▶ Assignment
From the listing below, extract each entry exactly as written, minus the images.

:: Provided data

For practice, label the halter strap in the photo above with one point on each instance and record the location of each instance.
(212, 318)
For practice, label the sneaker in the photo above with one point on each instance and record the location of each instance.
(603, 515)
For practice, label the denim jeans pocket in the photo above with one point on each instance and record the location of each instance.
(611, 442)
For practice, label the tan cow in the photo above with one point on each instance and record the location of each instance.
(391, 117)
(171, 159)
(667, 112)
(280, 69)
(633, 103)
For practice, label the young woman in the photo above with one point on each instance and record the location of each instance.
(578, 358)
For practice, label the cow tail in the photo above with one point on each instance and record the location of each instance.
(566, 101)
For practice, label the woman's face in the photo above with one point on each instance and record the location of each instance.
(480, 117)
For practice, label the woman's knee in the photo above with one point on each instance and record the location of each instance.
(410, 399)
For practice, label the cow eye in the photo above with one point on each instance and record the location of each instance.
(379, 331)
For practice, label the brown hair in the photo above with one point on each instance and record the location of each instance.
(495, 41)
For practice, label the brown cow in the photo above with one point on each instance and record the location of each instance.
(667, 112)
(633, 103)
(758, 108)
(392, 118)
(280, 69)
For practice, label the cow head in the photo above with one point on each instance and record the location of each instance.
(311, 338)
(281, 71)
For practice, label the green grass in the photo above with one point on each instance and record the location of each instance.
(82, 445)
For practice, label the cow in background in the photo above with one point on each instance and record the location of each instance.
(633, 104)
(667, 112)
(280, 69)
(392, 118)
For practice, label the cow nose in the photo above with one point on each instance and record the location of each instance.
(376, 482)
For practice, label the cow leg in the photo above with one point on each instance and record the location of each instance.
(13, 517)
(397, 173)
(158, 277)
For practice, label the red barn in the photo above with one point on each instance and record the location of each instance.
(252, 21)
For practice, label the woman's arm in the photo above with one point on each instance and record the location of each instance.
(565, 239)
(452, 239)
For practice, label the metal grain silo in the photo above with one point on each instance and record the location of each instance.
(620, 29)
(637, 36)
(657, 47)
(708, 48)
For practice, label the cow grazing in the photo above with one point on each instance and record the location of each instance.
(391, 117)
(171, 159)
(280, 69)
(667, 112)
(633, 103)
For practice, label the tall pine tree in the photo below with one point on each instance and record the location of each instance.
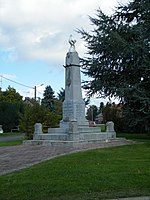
(119, 60)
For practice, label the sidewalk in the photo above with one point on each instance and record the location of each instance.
(13, 158)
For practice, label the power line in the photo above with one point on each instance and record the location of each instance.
(16, 82)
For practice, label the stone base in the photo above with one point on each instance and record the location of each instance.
(70, 133)
(77, 144)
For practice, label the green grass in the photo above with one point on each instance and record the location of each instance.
(11, 143)
(135, 136)
(96, 174)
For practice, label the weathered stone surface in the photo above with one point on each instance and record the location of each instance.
(74, 128)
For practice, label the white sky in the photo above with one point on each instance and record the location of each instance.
(34, 38)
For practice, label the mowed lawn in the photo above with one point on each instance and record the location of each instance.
(96, 174)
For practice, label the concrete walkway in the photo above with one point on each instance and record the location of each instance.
(13, 158)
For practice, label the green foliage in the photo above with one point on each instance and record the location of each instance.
(110, 173)
(119, 60)
(10, 114)
(10, 95)
(10, 108)
(113, 112)
(92, 111)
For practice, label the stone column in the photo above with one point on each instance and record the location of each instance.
(73, 106)
(110, 129)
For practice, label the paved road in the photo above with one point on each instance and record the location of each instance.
(17, 157)
(13, 158)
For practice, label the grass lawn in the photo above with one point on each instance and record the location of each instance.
(96, 174)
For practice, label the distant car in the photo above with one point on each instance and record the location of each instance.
(92, 124)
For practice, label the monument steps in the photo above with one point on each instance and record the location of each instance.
(81, 143)
(55, 136)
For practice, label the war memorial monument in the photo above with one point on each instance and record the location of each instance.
(74, 128)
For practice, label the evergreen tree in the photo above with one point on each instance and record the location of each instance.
(119, 59)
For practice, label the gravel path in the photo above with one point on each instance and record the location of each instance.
(13, 158)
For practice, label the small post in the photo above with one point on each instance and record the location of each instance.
(110, 130)
(1, 130)
(38, 129)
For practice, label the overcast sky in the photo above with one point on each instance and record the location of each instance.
(34, 39)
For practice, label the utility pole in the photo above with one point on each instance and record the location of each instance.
(35, 93)
(35, 88)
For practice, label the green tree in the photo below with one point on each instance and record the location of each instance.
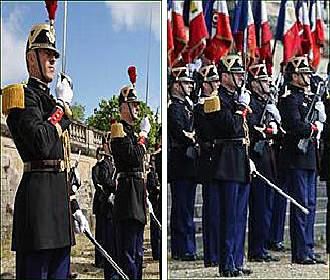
(78, 112)
(109, 109)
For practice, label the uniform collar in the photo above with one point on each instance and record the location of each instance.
(38, 84)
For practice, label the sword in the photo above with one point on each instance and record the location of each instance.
(151, 211)
(106, 255)
(302, 208)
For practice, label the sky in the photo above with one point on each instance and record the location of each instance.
(103, 39)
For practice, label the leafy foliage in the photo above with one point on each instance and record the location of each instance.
(78, 112)
(109, 109)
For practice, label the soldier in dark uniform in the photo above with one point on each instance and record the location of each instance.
(230, 163)
(44, 203)
(263, 127)
(103, 178)
(129, 211)
(181, 165)
(208, 79)
(300, 166)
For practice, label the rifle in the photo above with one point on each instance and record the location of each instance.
(311, 115)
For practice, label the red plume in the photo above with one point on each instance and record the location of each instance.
(132, 74)
(51, 8)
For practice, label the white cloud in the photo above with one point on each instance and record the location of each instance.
(135, 15)
(13, 68)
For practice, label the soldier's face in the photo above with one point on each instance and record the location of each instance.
(48, 63)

::::

▶ Exercise output
For practice, label the halter strap in the photo above with one point on each instance and record the location of each instance.
(212, 318)
For practice, label the sneaker in the photo above with one point on each instance and record the location of each instance.
(603, 515)
For practice, label the denim jeans pocket in the photo above with one point on each instance and record the location of each instance.
(611, 442)
For practice, label the tan cow in the photo above with one point on each instance and record the location of each instance.
(391, 117)
(171, 159)
(667, 112)
(280, 69)
(633, 103)
For practice, label the young woman in the photo above with one point on each instance and record the location of each instance.
(578, 358)
For practice, label the cow tail in the photo above with one point on each instance and record the location of each instance.
(566, 101)
For practice, label the woman's face in the photo above with one point on each instance and record the location of each instance.
(480, 117)
For practice, label the woman's knee in the photo above with one point on each instance and record the location of each instance.
(410, 399)
For practice, label the cow eye in the photo above with one point on each instance and record the location of each instance.
(379, 331)
For practice, label the brown hair in the photo above with one point on each instance and record the location of each instance.
(495, 41)
For practice, label the brown cow in the photo above with one point on each instance and record the location of each instance.
(667, 112)
(633, 103)
(758, 108)
(392, 118)
(280, 69)
For practice, label the cow head in the photo above with one point on each instance and record the location of each instance.
(311, 338)
(281, 71)
For practice, label the green grass in the photo above with one point on each instance and record the location of each instance.
(82, 445)
For practice, label the cow in background in the photo above with one point on each instance and record the location of each instance.
(633, 104)
(667, 112)
(280, 69)
(392, 118)
For practice, label the cow nose in the photo above with one point on each instance and record the location of each instance.
(376, 482)
For practice, label the cow leg in the photo above with one point on each instance and record the location of each instance.
(13, 517)
(397, 173)
(158, 277)
For practice, label the red barn in the photo above with one point on each instance and record the location of each instance.
(252, 21)
For practice, label the woman's arm in the photo above with one point on each instance and record the location of each instance.
(565, 239)
(452, 239)
For practice, label the metal grain silo in the photo above with one point on each instance and record the location of each instance.
(620, 29)
(637, 36)
(657, 47)
(708, 48)
For practice, label the cow grazing in the photo above with one point on each instance and record the location of each instance.
(391, 117)
(171, 159)
(280, 69)
(667, 112)
(633, 103)
For practice, label the tall pine tree in the photo below with one point on each instance and record the location of each instance.
(119, 60)
For practice, label the sidewalk in the photo above with one point on each instance and record the location of each instance.
(13, 158)
For practice, label the power line in the photo above with one point on each instance and record the location of each instance.
(16, 82)
For practice, label the stone base in the photo above with one point on each instance and record the location of each instance.
(70, 133)
(77, 144)
For practice, label the green grass in the photo above with one point on each instance and record the location of each instance.
(11, 143)
(135, 136)
(96, 174)
For practice, label the weathered stone surface in the photo above with one point on each instance and record the location of each instance.
(74, 128)
For practice, label the white sky in the photo above with one point on each instance and record the location of each instance.
(34, 38)
For practice, label the mowed lawn in the photo above with one point on each instance and record the location of each instance.
(96, 174)
For practice, label the concrete walkway in the photo above with one point on each instance and record the location of each instance.
(13, 158)
For practice, label the green foliage in the photo above with one point on each instance and record the location of each instance.
(110, 173)
(119, 60)
(10, 114)
(10, 95)
(10, 108)
(113, 112)
(92, 111)
For practice, label the stone column in the photo above with one point on each instance and record the location of each instance.
(73, 106)
(110, 129)
For practice, label the paved road in the photo above with one point on each instance and record the location of each instance.
(17, 157)
(13, 158)
For practice, label the grass lawn in the photo above with one point on each instance and record the location of each instance.
(96, 174)
For practice, label the distant car in the photo above with one point on each instance and record the location of each instance.
(92, 124)
For practice, label the monument steps in the photo above with one point on each instance and record the location of each instance.
(81, 143)
(55, 136)
For practice, label the war memorial monument in the photo above with one point on each instance and record the location of each instance.
(74, 128)
For practice, label the evergreen tree in the photo above with one point on each instance and record the location of each instance.
(119, 59)
For practice, label the gravel path in the photo above with one point on each instance and record the location of each instance.
(13, 158)
For practice, label the small post in the photo above with one point on each instance and record the location of each instance.
(110, 130)
(1, 130)
(38, 129)
For practice, label the overcast sky in the photo above with one point on each instance and record the location of each instance.
(34, 39)
For practice, label the utility pole in the photo above with one point on each instance and record the location of each instance.
(35, 93)
(35, 88)
For practice, label the green tree in the photo below with one point on each instance and record the location of each instance.
(78, 112)
(109, 109)
For practice, label the uniform collar in the photo above with one point on each instance and record the location of each instance.
(38, 84)
For practice, label the sword in the photo above with one point on each instance and record the location of each instance.
(151, 211)
(106, 255)
(302, 208)
For practice, label the sky in the photo above with one point on each instance and record the location of each instance.
(103, 39)
For practice, label the leafy foliage in the photo above with one point on each instance and record the location of each instance.
(78, 112)
(109, 109)
For practice, label the soldier in dark uniform in the photo above with one point on each instance and record the location of each instance.
(230, 163)
(44, 203)
(263, 127)
(103, 178)
(129, 211)
(181, 165)
(208, 79)
(300, 166)
For practice, label the rifle in the photo above with one point on each instance and record the location of each instance.
(311, 115)
For practice, label the red plume in the photo above with one point on each instance and record the location of each instance.
(132, 74)
(51, 8)
For practice, label the white cloud in the photo above with one point on each instance and record the location of each instance.
(135, 15)
(13, 68)
For practice, label the soldier's face in the photo above with one point on each instance and record the location of each instance.
(48, 63)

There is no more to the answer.